- _WHAT YOU ARE ASKED TO DO_
A word-for-word transcript of the closing lines is required: from the one with "Mark the innermost point of each instance of the dark circular" through the final line of the data.

==== RECORD EXTRACTS ====

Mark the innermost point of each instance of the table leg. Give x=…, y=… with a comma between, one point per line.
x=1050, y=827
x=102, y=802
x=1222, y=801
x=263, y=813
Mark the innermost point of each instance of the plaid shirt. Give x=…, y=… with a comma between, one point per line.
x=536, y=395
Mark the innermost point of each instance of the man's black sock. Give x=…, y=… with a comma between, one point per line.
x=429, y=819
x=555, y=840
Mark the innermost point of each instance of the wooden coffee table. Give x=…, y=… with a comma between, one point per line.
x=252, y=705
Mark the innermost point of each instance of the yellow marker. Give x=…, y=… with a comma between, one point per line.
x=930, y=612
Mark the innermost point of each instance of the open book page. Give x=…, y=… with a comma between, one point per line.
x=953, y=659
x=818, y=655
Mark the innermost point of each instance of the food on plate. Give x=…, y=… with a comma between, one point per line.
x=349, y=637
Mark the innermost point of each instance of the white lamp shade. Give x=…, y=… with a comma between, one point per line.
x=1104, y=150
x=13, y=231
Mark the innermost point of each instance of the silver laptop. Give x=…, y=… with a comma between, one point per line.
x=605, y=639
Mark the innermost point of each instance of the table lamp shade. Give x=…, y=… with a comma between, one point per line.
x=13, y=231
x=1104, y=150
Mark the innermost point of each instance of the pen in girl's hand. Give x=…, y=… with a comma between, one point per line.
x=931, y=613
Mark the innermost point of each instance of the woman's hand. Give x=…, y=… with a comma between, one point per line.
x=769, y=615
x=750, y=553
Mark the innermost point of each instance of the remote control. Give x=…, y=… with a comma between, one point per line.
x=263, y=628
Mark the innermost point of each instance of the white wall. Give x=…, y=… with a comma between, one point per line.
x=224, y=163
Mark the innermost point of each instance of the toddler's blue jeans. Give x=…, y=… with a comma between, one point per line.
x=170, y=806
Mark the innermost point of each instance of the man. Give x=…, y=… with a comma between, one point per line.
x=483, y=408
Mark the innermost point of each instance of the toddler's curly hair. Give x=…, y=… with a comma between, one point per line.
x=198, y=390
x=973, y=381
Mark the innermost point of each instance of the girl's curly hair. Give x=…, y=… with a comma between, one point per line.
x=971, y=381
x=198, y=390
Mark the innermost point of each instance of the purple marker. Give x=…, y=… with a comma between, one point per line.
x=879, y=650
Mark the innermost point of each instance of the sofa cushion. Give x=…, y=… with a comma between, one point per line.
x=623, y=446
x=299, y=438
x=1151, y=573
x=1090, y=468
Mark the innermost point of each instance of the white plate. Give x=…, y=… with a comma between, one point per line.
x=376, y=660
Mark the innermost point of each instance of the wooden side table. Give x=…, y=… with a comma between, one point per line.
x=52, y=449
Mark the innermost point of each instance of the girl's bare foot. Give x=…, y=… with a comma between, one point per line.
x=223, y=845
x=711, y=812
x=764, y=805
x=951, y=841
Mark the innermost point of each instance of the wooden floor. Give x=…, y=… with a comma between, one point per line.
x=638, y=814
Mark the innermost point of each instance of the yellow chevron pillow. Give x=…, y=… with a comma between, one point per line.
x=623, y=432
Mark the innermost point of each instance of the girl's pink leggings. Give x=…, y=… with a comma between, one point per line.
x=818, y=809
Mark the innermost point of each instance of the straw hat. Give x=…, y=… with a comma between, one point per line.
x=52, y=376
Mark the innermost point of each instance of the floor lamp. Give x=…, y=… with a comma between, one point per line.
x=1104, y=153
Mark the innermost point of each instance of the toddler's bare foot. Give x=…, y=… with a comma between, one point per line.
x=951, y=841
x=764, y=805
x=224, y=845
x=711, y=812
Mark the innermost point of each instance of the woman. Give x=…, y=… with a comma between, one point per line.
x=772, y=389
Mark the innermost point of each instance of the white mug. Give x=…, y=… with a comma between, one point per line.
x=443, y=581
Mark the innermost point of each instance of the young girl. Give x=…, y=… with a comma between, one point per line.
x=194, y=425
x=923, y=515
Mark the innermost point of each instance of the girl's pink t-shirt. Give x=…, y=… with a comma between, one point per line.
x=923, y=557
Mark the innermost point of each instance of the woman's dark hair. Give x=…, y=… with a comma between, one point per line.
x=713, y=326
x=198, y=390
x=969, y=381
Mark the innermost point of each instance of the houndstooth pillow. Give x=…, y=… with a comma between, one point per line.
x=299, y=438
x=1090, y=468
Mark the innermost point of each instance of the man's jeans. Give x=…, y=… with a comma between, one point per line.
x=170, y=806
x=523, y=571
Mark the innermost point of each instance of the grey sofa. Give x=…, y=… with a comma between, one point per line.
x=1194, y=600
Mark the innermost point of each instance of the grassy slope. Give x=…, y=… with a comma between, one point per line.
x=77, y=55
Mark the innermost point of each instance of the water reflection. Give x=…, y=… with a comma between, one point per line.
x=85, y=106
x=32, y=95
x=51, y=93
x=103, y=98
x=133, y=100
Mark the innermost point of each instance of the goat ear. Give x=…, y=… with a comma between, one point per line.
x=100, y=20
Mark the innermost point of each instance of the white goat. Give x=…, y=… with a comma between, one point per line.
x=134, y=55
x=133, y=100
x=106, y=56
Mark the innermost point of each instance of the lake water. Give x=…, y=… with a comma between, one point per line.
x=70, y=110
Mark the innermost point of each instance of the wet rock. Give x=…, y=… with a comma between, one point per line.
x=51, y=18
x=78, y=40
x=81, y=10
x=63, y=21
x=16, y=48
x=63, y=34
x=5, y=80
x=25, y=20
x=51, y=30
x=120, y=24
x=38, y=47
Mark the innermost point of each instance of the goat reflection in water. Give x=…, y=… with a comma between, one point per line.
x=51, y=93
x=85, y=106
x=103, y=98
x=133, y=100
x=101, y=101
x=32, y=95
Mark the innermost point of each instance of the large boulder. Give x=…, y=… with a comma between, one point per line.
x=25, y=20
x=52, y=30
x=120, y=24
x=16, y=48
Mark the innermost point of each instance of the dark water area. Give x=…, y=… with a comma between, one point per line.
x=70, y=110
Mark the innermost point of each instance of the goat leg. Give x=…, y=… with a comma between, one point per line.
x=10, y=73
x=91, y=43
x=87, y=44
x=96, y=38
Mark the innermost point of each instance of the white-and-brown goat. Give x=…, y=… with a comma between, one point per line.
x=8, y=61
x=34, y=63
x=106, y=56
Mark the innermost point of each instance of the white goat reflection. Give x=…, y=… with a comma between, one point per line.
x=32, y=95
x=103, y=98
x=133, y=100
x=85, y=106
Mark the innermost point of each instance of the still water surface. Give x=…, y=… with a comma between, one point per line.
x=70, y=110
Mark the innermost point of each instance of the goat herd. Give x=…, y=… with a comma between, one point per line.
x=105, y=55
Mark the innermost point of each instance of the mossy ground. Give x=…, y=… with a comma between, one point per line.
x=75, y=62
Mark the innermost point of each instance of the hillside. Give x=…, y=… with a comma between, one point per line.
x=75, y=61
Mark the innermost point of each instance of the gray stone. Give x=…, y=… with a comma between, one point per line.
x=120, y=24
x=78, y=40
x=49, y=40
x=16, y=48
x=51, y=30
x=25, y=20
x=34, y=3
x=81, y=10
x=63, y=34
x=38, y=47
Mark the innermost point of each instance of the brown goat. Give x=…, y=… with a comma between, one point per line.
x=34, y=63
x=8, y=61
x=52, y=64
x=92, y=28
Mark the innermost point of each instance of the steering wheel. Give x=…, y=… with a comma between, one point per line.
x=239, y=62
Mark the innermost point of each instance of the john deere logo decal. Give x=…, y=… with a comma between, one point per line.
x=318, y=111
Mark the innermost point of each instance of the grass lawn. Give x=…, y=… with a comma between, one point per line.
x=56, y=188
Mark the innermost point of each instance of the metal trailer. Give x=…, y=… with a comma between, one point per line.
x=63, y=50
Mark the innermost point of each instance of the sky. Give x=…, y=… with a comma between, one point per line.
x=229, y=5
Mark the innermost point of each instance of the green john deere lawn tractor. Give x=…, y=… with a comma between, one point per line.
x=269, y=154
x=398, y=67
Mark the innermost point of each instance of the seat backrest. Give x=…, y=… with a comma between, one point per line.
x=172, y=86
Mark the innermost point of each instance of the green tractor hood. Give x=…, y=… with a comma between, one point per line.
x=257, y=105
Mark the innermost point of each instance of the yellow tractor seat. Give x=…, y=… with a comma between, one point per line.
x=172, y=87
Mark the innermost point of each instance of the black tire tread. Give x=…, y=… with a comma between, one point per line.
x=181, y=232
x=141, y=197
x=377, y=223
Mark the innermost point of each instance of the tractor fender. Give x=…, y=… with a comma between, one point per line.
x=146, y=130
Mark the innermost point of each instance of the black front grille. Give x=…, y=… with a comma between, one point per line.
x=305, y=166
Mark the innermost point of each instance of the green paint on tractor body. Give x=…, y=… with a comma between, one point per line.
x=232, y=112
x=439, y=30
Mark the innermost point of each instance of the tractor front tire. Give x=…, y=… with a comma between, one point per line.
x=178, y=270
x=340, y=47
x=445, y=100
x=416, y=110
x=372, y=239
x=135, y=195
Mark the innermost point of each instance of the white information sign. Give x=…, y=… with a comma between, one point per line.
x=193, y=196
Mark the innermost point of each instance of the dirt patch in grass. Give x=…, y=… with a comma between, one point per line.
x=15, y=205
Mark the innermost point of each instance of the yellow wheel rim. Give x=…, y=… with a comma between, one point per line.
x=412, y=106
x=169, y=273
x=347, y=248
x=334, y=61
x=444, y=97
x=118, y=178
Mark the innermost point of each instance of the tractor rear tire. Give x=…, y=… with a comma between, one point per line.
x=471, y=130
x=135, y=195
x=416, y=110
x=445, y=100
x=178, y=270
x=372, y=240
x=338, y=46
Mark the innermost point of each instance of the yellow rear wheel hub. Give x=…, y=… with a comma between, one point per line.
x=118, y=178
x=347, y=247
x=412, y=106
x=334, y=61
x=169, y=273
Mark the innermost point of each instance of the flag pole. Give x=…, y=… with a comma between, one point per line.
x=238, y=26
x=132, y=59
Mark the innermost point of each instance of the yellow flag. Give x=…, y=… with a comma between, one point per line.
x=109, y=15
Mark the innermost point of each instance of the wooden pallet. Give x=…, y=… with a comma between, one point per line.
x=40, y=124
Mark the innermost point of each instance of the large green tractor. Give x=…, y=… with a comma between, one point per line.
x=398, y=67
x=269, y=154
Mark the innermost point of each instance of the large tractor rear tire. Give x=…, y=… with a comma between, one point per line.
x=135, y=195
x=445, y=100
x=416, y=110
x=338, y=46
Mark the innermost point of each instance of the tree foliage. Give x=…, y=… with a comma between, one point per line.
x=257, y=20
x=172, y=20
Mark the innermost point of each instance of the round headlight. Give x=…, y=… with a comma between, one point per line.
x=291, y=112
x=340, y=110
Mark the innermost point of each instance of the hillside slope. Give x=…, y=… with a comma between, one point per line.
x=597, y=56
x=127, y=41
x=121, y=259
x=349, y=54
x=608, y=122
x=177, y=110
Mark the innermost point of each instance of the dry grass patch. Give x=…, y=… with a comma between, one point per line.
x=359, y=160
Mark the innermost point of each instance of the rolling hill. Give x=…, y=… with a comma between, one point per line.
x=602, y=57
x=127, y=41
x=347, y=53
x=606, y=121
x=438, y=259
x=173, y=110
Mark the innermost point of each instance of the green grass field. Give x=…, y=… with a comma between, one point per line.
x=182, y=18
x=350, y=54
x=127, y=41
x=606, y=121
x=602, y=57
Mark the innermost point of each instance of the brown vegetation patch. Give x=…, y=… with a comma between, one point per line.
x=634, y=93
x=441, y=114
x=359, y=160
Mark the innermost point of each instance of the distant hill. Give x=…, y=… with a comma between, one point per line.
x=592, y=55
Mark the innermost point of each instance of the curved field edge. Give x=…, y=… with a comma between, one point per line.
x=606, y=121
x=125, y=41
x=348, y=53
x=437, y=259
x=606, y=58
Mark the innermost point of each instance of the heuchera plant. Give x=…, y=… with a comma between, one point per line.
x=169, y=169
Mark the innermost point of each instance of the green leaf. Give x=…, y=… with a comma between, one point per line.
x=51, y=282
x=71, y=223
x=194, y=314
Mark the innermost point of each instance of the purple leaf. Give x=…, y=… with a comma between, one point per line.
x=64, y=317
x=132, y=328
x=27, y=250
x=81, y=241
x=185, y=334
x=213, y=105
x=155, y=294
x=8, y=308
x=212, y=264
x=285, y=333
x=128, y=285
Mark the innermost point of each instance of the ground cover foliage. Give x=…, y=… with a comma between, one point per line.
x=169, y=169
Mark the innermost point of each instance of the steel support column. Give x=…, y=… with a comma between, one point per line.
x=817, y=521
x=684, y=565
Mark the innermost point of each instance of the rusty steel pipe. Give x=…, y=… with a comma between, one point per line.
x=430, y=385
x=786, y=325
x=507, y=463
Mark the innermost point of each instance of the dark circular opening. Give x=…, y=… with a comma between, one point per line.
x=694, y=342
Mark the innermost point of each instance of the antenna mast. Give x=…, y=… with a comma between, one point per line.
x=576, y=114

====

- _THE ANSWER_
Mark the innermost point of each instance of the dark circular opening. Give x=…, y=… with a comma between, one point per line.
x=694, y=342
Mark the innermost point of each instance of the antenna mast. Give x=…, y=… with a comma between, one point per line.
x=576, y=114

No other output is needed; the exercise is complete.